▸ **About this task**
Continue the blog posts about life after weight-loss surgery, picking up right after their last sentence.
Text START
4) Learning what foods are good with my pouch and what foods aren't has been an adventure to say the least. Watermelon, as wonderful as it sounds, makes me dump. Cantaloupe and me are best friends. I don't do well with eggs but cottage cheese and I get along swell. I have developed a lot of anxiety about eating new foods. I'm so scared to make my pouch mad!
5) My eyes are WAY hungrier than my pouch. I measure out 3-4 ounces, think it is way not enough, and then add more... to only eat 1/2 of the original amount. I'm barely getting 3 ounces a meal in. Liquids I drink in the gallons a day... food just fills me up so fast. I wish my eyes would get on program! Wasting so much food isn't good!

Month 3 weigh in:

Yes, friends, that is a total weight loss of 61.8 pounds since the morning of surgery!

I'm really excited to share my pictures this month! I can see the difference so I'm hoping you can too!



Here we go Month 4! I'm taking my husband's advice and getting a new swimsuit before our beach vacation in less than a month... hopefully my Month 4 pictures will have a bit of a tan! 

Keep safe friends and remember... "nothing tastes as good as skinny healthy feels"!!

Sunday, June 12, 2011

Ugh... Swimsuits.

It's that dreaded time of year... Swimsuit season.

I thought this year would be better but it's just not. I still hate the way I look in swimsuits. I keep telling myself "wait, next year will be better" and "you look better than you would have without the surgery"... but it doesn't help.

I've only had to face the world in a swimsuit twice this season already... both at a water park. This summer we are heading to Florida so I know that number will only rise. My husband suggested going out and buying a new swimsuit (one that actually fits right... the old one is way too loose). I'm hoping this helps.

As far as an update on how life is: life is good. I'm getting sick less often and I have found a good routine for taking all my vitamins and medications. It really took almost the whole 3 months before things "clicked" with my mind and body. I still tend to overestimate how much I can eat and then waste a bunch of food... but at least I'm not trying to finish everything and making myself sick. This Friday will be my 3 months mark... I can't wait to show everyone here my progress!

Sunday, May 22, 2011

Exercise!

Today's the day, folks! I started really exercising. I have been walking since surgery but the skin is starting to sag and my weight is not falling off me a quickly as it was the first few weeks. So it was time to stop grumbling and complaining and get my butt to the gym.

The first day wasn't nearly as hard as I thought it would be. That is probably because the last time I worked out I was 50 pounds heavier and couldn't breathe to save my life. I got a sharp horrible cramp in my "barbie crease" (where your leg meets your torso... like where Barbie's legs bend... Don't ask...) and cut my walking/running in half. That's right- running! I've always wanted to be a runner and now I'm finally going to try. Then I did lots of arm exercises and some stretching.

Then instead of coming home, eating something, and hitting the couch, I worked out in the yard. I have honestly spent more time in the yard this year than ever in my life. I mowed the whole yard and helped my husband weed eat. I really want/need to start my garden... maybe Tuesday.

It feels really good to get that "day 1" out of the way!! If you haven't started exercising yet, you should. I know, "Hello I'm pot, meet Kettle"... but really, it gave me so so so much more energy today and over 1/2 the day is still left!
Text END
Entries supplied START
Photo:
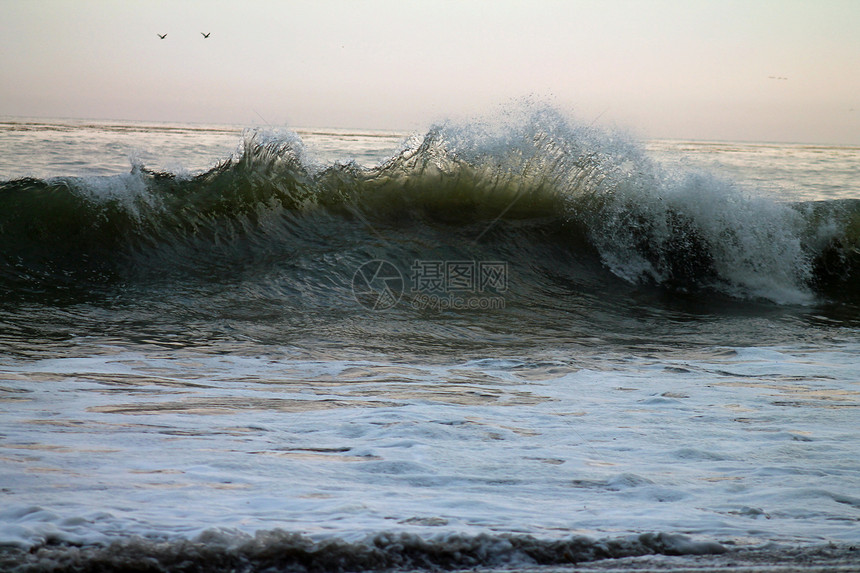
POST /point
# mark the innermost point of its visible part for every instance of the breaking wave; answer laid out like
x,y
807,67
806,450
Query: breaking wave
Entries supplied END
▸ **Task answer**
Tuesday, May 17, 2011

Month 2

No exclamation points for this one, friends. It's been a really hard last couple of weeks. I thought things were getting easier... then everything happened with the ulcers, getting sick, etc. (See 6 week blah) And I haven't fully recovered. Still no energy... I still have a hard time keeping foods down I know I should be able to... I am so sleepy.

Yes. I am a huge Debbie Downer lately.

To make matters worse? I took my stupid two month pictures and can't tell a difference at all. Maybe (and I hope) it is just my mood... we will see. For your viewing pleasure:


See that fake smile? and the hair... it just wasn't my night....



So... boo. I am in smaller jeans in my 2nd picture... same shirt- just more loose. But other than those subtle differences I can't tell. Again, I hope it is just my mood.

Here is a scale picture of my week 8 weigh-in:


Not horrible... I feel like I've been in the 280s forever though... TIME TO MOVE ON! :)

I hope to be more uplifting next post... I've already got the gym in the plans for tomorrow so maybe adding that to my plan (religiously) will help. Until next time... Happy Losing, friends!

Saturday, April 30, 2011

6 Week Blah...

A week ago things couldn't have been better... finally had some energy, was able to have a date night with my husband, and got all dressed up and went to dinner. We had such a good time :) He has really put up with a lot so it was nice to take him out and let him know how much I appreciate him. I am really starting to notice the weight loss in my face. Here's a picture of our night:

It feels really good to start being in front of the camera instead of hiding behind it because of how I look.

Anyways, woke up Easter morning and that's when it started. Horrible pain in my lower abdomen and couldn't keep any food down. And this continued... until Wednesday when I wasn't able to keep liquids down either. I finally called my doctor and they scheduled an endoscopy on Friday. 

Friday comes and I'm weaker than I was the day after surgery. No food for a week and minimum liquids really did a toll on me. Waking up after the scope wasn't as bad as I thought. It felt like I closed my eyes and blinked myself back to the recovery room. 

And the results? The opening to my pouch had tightened a lot so they stretched it a bit. I also have 3 small ulcers. They didn't give me a reason as to why I would have ulcers already but prescribed me some medication to help heal them. It doesn't help that I had really bad acid reflux prior to surgery though.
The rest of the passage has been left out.